--- Material for this task Enclosed Below ---

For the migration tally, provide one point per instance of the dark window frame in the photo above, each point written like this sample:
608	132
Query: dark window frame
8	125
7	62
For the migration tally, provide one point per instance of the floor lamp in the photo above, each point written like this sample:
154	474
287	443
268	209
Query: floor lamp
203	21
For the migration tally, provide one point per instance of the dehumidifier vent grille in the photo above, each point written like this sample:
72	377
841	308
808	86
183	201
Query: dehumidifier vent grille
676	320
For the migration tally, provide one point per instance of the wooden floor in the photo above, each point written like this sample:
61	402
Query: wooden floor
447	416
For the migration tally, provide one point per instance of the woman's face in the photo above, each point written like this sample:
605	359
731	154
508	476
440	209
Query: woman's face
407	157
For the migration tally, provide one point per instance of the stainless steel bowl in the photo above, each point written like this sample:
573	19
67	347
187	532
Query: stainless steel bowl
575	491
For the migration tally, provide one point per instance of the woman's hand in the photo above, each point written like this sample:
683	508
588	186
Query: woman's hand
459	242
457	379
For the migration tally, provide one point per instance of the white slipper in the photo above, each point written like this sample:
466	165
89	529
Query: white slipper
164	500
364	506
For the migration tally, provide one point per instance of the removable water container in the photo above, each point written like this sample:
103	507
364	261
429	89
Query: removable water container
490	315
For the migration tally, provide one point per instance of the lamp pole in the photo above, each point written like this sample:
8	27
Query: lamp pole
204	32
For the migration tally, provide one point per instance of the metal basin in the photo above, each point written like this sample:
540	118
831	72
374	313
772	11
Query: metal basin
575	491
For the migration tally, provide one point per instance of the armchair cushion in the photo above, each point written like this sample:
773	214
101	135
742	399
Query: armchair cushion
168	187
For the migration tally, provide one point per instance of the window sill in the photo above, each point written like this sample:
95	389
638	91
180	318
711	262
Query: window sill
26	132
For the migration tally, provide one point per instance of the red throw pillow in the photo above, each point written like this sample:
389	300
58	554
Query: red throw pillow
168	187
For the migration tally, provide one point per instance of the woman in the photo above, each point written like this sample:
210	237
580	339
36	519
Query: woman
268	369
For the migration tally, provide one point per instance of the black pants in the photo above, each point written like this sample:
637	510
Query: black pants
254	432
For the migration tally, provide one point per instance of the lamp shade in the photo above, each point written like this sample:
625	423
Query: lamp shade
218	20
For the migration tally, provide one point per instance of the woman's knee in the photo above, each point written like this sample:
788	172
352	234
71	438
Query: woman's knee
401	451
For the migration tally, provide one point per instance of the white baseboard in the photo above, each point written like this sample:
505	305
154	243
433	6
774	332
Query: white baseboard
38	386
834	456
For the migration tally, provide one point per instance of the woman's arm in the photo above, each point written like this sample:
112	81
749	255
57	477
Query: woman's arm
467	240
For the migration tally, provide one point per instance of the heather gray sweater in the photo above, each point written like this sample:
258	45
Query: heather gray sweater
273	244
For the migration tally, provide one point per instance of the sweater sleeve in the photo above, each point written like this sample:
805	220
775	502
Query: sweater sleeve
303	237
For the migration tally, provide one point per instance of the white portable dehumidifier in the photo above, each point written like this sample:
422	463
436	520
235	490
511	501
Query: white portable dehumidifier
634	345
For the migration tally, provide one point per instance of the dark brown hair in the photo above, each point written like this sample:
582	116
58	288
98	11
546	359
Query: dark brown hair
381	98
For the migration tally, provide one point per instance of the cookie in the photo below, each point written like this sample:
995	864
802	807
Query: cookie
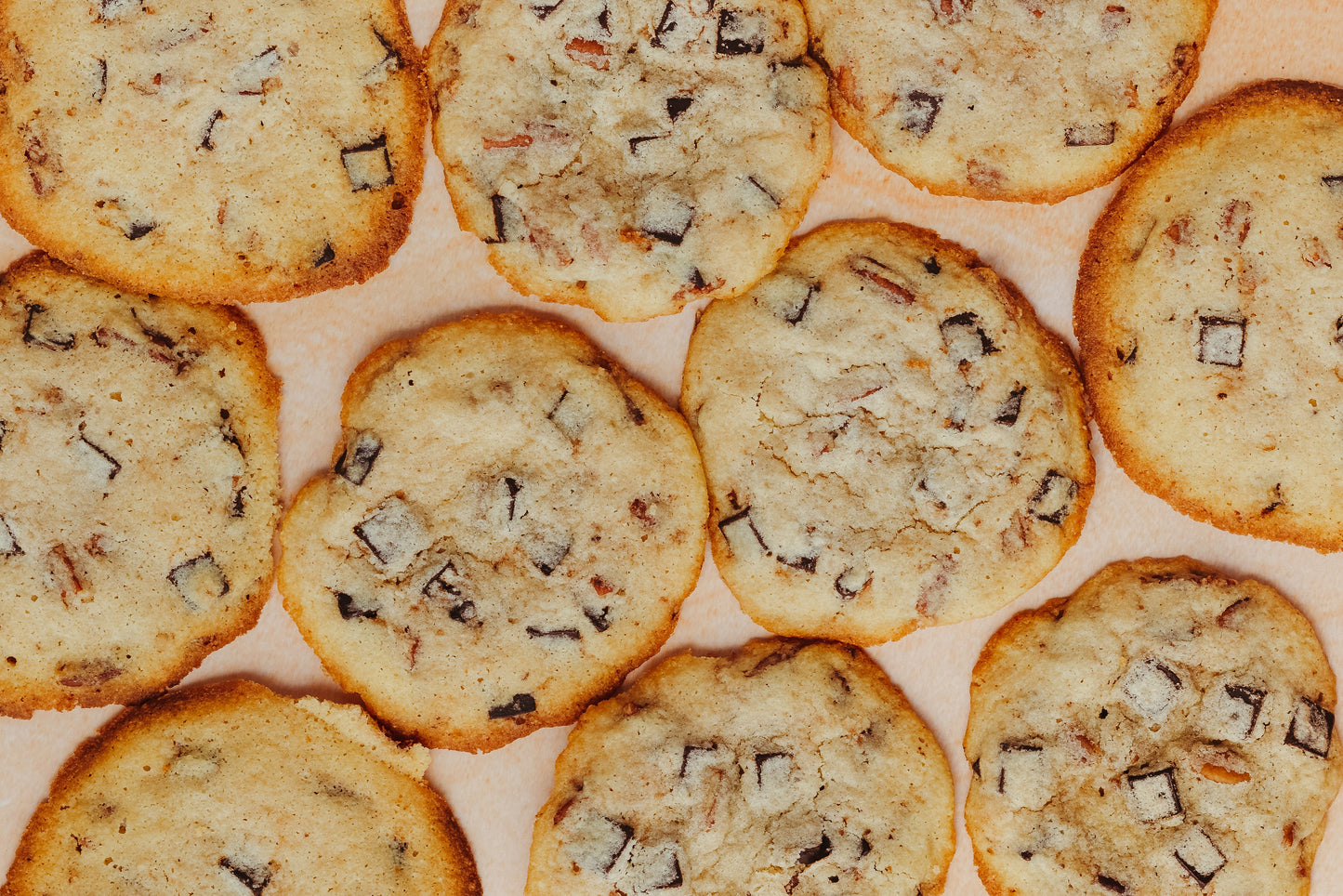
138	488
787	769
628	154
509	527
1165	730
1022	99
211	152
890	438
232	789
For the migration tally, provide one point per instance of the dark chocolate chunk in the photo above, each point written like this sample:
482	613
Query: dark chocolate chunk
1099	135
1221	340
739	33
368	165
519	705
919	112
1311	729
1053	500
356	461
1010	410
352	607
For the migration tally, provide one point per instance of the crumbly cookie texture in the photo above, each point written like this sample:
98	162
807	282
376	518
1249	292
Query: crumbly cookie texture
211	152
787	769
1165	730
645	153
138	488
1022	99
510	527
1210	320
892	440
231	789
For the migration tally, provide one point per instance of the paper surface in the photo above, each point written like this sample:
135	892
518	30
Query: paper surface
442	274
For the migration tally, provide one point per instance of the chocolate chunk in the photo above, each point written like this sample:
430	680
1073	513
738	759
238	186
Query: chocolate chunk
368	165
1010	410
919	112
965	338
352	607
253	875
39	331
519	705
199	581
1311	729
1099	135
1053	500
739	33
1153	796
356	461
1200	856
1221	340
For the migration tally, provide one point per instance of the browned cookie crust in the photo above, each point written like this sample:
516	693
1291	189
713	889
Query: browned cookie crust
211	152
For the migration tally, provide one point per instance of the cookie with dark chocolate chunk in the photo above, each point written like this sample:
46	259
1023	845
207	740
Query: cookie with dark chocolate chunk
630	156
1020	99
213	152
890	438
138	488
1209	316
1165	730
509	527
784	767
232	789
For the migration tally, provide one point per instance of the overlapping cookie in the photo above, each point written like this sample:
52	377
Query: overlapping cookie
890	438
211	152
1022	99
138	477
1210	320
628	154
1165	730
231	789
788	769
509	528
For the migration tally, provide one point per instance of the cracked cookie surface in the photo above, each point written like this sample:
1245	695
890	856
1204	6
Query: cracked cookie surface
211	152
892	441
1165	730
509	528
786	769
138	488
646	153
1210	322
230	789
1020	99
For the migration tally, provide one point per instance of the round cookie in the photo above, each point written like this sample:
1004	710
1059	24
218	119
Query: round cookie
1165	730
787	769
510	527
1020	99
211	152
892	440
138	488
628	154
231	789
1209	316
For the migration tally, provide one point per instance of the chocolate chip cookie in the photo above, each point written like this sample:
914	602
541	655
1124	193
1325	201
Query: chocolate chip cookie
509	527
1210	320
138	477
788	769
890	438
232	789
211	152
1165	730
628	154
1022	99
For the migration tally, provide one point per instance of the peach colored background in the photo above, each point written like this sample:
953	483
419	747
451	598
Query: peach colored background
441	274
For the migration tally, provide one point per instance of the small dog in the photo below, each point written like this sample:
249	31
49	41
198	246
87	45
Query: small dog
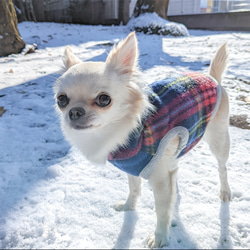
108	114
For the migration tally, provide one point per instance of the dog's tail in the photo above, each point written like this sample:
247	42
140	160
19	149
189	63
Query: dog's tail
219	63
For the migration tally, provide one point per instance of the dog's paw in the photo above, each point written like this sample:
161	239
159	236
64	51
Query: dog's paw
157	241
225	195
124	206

--- End of Enclosed Material for this task ---
--- Material for this task Enclosed Below ---

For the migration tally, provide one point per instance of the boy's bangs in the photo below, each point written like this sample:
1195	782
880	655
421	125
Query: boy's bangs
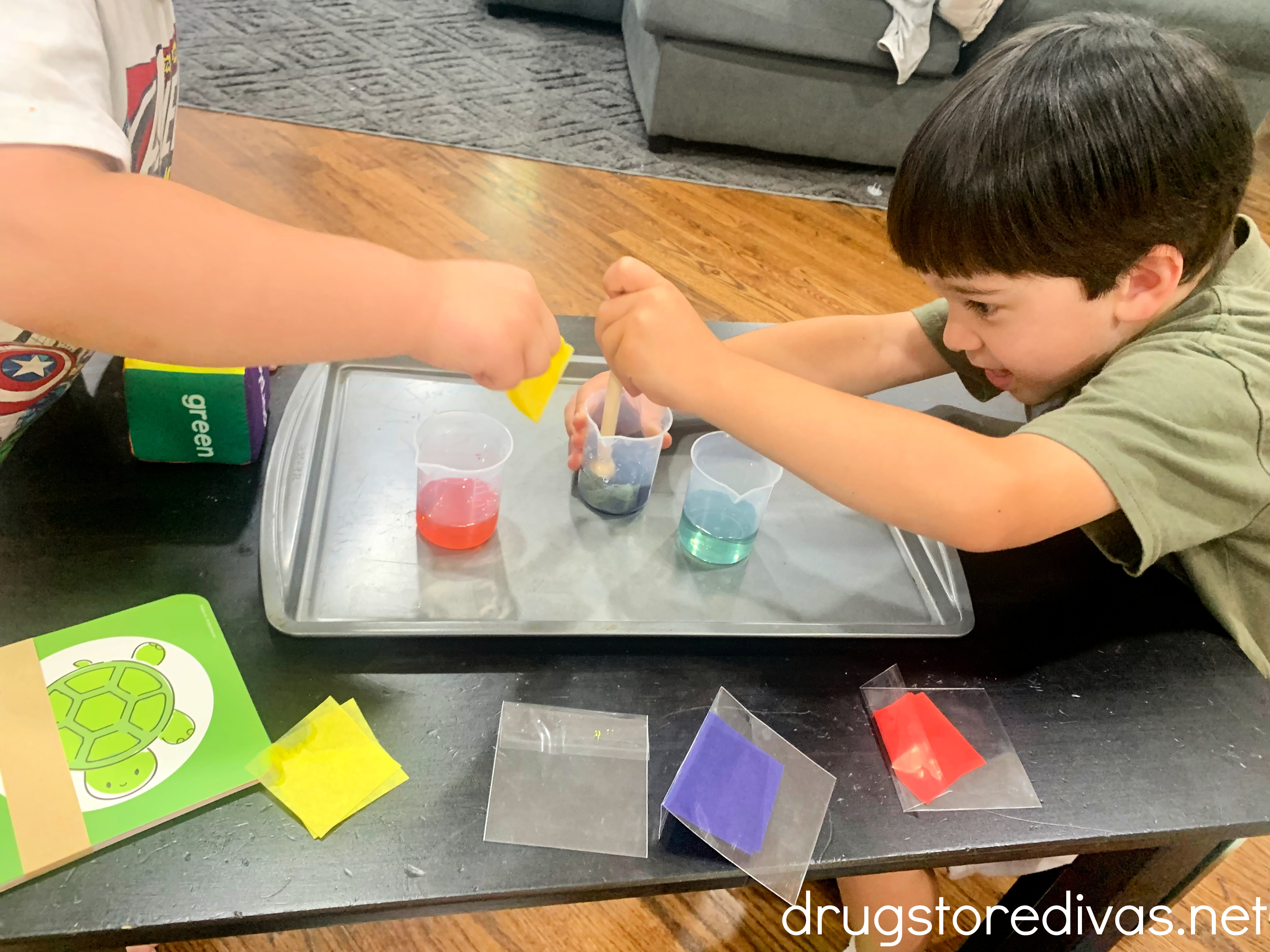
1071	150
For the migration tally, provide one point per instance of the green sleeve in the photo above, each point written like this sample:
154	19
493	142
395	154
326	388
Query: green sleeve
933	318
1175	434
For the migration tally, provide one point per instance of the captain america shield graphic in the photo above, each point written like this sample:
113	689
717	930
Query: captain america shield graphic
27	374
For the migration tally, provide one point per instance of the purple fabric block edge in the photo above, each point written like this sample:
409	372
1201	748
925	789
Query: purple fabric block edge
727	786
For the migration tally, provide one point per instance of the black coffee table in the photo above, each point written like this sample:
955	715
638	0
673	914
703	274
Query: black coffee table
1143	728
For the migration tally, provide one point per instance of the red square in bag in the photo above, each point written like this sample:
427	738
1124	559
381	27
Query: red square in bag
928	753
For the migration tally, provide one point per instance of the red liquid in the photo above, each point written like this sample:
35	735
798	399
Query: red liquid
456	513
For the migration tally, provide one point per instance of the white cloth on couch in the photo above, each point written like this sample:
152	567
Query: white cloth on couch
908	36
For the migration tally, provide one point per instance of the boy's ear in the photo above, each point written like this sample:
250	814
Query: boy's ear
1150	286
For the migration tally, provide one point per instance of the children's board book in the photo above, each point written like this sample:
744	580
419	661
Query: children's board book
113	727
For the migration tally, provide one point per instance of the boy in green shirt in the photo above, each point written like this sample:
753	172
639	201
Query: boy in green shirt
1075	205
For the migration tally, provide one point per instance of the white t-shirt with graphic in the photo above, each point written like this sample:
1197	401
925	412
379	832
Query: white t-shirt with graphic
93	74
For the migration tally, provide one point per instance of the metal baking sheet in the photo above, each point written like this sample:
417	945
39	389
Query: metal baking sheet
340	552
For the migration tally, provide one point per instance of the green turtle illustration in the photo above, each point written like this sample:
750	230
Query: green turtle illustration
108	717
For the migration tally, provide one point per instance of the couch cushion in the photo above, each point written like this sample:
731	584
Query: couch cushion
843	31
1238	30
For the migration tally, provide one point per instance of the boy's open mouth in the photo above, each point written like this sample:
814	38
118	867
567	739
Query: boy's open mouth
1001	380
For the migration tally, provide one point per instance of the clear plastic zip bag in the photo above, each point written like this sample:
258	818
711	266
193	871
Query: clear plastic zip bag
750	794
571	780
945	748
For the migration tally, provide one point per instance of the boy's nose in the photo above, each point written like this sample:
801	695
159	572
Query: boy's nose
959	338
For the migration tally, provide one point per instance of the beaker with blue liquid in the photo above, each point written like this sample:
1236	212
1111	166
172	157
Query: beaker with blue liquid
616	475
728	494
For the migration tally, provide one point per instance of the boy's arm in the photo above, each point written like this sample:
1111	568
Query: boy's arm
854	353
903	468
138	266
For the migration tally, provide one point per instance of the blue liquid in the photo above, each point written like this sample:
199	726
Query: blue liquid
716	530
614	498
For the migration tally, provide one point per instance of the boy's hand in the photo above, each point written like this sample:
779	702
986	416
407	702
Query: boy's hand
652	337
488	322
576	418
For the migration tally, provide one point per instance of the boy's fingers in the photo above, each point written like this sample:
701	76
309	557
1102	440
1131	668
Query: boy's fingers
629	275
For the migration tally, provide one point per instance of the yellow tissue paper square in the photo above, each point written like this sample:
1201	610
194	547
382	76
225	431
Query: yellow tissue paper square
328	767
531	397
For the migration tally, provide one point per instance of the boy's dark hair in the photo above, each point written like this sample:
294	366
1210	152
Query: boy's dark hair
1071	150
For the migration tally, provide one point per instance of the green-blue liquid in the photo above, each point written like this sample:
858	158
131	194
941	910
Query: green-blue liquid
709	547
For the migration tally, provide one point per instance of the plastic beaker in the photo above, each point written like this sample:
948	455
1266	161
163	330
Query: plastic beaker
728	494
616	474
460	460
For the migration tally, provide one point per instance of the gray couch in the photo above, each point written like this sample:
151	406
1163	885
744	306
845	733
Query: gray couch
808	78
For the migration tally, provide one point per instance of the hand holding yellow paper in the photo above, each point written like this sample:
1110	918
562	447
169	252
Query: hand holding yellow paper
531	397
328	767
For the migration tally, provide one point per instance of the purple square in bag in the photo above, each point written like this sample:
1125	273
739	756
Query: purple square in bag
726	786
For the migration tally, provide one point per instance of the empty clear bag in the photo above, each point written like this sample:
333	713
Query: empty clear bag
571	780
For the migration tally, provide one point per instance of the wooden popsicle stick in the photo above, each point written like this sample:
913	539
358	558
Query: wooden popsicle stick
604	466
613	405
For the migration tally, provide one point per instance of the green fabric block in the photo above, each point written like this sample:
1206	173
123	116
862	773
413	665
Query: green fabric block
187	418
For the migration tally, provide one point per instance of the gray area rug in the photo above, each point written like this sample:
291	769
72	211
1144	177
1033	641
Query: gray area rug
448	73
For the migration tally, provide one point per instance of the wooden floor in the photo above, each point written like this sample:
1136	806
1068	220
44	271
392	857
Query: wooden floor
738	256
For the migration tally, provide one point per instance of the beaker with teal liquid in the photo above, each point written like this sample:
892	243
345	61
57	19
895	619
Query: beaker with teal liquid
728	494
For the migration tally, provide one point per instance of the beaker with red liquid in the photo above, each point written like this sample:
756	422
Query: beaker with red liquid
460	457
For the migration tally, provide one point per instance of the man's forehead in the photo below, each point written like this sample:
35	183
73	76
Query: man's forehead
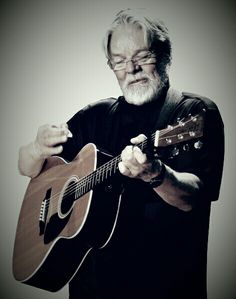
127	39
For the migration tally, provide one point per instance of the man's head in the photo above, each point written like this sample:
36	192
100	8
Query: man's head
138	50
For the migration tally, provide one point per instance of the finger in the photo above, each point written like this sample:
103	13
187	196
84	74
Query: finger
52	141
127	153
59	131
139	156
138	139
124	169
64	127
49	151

--- End of Enclosed Material for this task ---

Your assignment » Which lines above run from the one containing "Query: plastic beaker" down to the one containing "of the hand"? Repeat exactly those, both ends included, and nothing else.

Solution to the problem »
Query: plastic beaker
728	494
616	474
460	460
For the migration tally, provide one point per instance of the gray couch in the photo above, each point written like this sample:
151	406
1163	885
744	306
845	733
Query: gray couch
808	78
For the migration tally, provide one point per instance of the hand holding yellow paper in the photo above, each point written like this sample:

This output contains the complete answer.